**DATA PROVIDED**
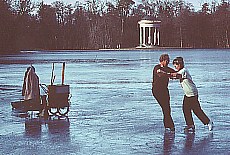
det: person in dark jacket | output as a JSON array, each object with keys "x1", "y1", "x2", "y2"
[{"x1": 152, "y1": 54, "x2": 175, "y2": 132}]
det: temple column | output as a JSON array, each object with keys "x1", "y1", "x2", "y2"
[
  {"x1": 139, "y1": 26, "x2": 142, "y2": 46},
  {"x1": 154, "y1": 27, "x2": 157, "y2": 45},
  {"x1": 148, "y1": 27, "x2": 151, "y2": 45},
  {"x1": 143, "y1": 27, "x2": 146, "y2": 45},
  {"x1": 157, "y1": 28, "x2": 160, "y2": 46}
]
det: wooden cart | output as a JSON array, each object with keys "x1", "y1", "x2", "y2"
[
  {"x1": 46, "y1": 84, "x2": 70, "y2": 116},
  {"x1": 40, "y1": 62, "x2": 71, "y2": 116}
]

**WHAT YOU ARE ASKED TO DO**
Write out only what runs from the line holding "det: wooden cart" through the last line of the records, exactly as shown.

**ANSWER BOX**
det: wooden cart | output as a JSON array, each object with keys "x1", "y1", "x2", "y2"
[
  {"x1": 46, "y1": 84, "x2": 70, "y2": 116},
  {"x1": 40, "y1": 62, "x2": 71, "y2": 116}
]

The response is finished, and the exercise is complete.